(TUJUAN 1): Daftarkan setiap baris data yang memuat kata "bicycle", dengan membedakan huruf besar dan kecil.

____________________

Tentu saja itu tujuan bagus, dengan logika yang sama bagus. Tapi seberapa efektif pemberlakuan jam malam untuk tujuan itu?

Ketika jam malam diberlakukan di seluruh kawasan kota, kalangan pertama yang paling terdampak adalah para pedagang, khususnya yang biasa buka malam hari. Ada banyak pedagang yang mulai buka pukul 17.00, dan baru tutup tengah malam atau dini hari. Umumnya mereka pedagang makanan—warung-warung Lamongan, warung sate Madura, sampai para pedagang nasi goreng, dan lainnya.

Selama bertahun-tahun, jauh-jauh hari sebelum wabah corona muncul, mereka sudah biasa mencari nafkah dengan cara itu; membuka warung atau memulai dagangan sejak sore hari, dan tutup tengah malam atau dini hari. Ketika jam malam diberlakukan, mereka harus tutup pukul 21.00, terlepas apakah sudah mendapat pembeli atau belum. Karenanya, merekalah yang pertama terkena dampak jam malam.

Belakangan, saya melihat warung-warung dan para pedagang itu berusaha menyiasati keadaan dengan cara membuka warung lebih awal. Jika sebelumnya mereka membuka warung pukul 17.00, misalnya, kini telah mulai buka sejak usai zuhur, atau sekitar pukul 14.00. Tujuannya tentu agar punya lebih banyak waktu membuka warung, seiring diberlakukannya jam malam.

Terkait hal itu, saya pernah mengobrol dengan salah satu pemilik warung yang membuka warungnya lebih awal, sejak ada jam malam. Pemilik warung menyatakan, “Kami serba salah dengan aturan jam malam ini. Kalau mengikuti aturan, kami tidak dapat hasil. Karena warung baru buka (sore hari pukul 17.00), sudah harus tutup jam sembilan. Cuma empat jam. Belum tentu sudah ada pembeli dalam empat jam itu.”

____________________

(TUJUAN 2):
Jawab pertanyaan berikut berdasarkan teks tentang jam malam:
(a) Pukul berapa para pedagang harus tutup ketika jam malam diberlakukan?
(b) Sejak kapan sebagian warung kini mulai buka?
(c) Menurut pemilik warung, berapa lama warung bisa buka jika mengikuti aturan?

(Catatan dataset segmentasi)
____________________

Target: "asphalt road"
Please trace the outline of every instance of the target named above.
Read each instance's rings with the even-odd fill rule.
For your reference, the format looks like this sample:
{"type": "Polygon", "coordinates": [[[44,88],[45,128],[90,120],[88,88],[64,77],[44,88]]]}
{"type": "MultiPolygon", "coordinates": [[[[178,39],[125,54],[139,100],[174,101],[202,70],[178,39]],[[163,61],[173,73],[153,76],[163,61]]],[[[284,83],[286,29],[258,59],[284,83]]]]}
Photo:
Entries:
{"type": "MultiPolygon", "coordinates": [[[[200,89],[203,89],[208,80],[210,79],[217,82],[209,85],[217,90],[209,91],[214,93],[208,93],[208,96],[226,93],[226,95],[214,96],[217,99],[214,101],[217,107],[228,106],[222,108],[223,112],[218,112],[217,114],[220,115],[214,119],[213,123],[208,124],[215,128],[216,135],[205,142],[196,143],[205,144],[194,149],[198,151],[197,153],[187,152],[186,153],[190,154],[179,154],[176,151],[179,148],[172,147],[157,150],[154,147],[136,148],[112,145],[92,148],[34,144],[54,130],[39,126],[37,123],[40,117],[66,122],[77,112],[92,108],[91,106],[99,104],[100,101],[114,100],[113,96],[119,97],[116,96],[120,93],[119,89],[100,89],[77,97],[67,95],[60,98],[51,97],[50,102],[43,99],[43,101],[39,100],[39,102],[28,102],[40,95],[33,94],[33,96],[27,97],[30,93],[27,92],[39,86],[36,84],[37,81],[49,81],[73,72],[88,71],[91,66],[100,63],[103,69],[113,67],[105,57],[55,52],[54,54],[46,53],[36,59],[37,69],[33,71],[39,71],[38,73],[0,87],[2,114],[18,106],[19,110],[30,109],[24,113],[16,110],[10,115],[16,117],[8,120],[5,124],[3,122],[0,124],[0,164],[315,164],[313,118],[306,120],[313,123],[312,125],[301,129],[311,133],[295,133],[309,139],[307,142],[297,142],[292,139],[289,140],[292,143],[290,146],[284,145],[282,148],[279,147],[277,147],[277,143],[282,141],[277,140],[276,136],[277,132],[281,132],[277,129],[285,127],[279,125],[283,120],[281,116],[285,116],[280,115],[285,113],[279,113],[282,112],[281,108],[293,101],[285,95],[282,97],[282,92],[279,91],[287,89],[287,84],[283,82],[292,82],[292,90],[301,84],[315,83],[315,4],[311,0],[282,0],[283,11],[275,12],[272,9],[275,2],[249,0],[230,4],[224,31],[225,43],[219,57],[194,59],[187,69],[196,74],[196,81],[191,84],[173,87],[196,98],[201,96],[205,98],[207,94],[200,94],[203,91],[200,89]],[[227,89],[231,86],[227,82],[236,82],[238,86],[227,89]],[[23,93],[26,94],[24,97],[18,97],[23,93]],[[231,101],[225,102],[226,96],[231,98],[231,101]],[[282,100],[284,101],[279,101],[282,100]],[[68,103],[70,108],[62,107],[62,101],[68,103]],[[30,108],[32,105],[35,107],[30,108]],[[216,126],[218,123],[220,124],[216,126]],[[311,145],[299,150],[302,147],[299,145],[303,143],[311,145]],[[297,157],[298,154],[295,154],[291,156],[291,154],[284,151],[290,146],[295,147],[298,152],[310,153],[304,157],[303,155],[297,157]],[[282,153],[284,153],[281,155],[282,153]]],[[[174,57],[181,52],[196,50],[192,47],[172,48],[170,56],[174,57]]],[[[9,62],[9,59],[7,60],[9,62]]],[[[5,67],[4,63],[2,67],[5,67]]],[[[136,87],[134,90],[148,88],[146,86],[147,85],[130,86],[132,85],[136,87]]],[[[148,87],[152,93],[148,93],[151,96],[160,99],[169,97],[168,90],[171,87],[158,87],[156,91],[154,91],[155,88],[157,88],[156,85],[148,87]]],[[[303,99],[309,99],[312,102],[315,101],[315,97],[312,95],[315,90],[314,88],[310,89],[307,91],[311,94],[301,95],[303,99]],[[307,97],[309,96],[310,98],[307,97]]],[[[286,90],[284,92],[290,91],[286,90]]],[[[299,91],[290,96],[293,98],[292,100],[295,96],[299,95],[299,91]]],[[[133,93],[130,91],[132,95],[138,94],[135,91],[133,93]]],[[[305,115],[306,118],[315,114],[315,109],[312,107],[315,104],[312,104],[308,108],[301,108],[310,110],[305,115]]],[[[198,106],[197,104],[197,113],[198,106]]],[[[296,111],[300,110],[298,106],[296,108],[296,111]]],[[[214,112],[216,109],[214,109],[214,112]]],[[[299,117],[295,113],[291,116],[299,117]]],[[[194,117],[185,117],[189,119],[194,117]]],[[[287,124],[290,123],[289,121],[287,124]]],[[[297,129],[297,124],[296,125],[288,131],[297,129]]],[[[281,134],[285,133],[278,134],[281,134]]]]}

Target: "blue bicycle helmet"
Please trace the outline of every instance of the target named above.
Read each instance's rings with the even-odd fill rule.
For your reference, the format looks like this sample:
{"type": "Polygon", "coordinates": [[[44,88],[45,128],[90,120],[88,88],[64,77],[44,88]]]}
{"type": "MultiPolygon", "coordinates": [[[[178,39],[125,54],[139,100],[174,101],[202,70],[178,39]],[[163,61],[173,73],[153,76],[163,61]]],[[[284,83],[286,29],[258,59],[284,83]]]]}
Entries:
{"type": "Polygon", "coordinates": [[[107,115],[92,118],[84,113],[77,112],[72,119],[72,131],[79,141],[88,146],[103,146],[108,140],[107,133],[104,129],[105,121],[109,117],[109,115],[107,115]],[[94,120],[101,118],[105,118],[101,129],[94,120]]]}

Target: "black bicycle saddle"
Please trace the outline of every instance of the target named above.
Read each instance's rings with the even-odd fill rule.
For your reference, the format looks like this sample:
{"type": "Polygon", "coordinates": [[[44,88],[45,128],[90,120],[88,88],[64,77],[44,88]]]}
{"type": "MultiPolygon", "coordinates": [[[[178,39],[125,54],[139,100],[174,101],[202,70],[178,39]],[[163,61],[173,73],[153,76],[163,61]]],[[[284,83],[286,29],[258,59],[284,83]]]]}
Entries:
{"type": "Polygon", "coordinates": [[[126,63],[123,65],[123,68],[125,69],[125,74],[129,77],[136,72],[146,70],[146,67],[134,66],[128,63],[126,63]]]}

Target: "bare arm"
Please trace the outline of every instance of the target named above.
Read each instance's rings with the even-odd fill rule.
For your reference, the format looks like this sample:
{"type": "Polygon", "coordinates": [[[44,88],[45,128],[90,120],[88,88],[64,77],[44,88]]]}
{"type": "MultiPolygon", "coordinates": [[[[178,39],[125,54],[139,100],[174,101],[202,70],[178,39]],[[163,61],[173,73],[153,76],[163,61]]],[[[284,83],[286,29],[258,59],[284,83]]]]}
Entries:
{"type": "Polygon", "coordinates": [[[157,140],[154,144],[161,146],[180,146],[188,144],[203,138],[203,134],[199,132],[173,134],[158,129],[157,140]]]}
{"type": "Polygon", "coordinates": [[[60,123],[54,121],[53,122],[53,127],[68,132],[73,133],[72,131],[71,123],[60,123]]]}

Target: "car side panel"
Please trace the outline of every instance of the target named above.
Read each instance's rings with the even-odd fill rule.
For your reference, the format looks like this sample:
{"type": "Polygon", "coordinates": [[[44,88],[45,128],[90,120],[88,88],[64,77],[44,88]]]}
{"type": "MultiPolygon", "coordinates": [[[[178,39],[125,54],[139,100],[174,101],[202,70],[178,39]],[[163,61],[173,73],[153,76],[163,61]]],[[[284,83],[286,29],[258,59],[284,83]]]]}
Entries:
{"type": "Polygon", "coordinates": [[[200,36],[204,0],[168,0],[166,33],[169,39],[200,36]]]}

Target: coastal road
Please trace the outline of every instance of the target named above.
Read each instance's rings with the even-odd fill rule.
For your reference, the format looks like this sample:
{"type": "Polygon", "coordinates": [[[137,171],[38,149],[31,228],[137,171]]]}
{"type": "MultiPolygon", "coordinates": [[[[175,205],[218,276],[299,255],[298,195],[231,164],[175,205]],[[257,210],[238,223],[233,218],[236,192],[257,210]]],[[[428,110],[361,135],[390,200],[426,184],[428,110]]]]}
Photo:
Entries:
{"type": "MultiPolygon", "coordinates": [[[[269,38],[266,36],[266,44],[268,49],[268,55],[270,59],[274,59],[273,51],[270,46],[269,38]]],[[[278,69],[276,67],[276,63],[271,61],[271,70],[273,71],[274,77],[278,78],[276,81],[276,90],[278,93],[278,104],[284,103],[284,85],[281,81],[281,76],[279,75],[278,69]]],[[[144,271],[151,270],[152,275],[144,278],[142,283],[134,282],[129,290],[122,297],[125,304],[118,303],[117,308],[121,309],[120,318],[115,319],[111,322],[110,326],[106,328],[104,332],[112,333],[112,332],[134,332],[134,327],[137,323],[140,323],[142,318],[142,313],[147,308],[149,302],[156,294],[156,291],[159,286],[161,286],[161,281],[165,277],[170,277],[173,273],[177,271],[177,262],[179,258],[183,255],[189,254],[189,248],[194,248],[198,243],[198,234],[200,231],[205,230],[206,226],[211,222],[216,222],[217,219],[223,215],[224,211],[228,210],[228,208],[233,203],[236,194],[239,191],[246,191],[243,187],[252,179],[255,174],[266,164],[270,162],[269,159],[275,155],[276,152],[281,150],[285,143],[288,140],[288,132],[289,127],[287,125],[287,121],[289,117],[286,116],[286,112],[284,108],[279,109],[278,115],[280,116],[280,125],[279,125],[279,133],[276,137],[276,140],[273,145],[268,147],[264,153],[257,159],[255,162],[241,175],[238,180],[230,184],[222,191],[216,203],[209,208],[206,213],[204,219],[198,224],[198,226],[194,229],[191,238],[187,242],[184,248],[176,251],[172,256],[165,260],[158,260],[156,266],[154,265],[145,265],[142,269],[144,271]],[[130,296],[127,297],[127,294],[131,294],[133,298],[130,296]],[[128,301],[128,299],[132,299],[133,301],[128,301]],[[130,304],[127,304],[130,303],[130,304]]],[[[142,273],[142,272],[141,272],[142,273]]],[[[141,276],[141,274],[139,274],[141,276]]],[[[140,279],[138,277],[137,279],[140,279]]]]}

____________________

(JAWABAN TERTULIS 1):
Target: "blue bicycle helmet"
Target: "black bicycle saddle"

(JAWABAN TERTULIS 2):
(a) Pukul 21.00.
(b) Sejak usai zuhur, sekitar pukul 14.00.
(c) Cuma empat jam.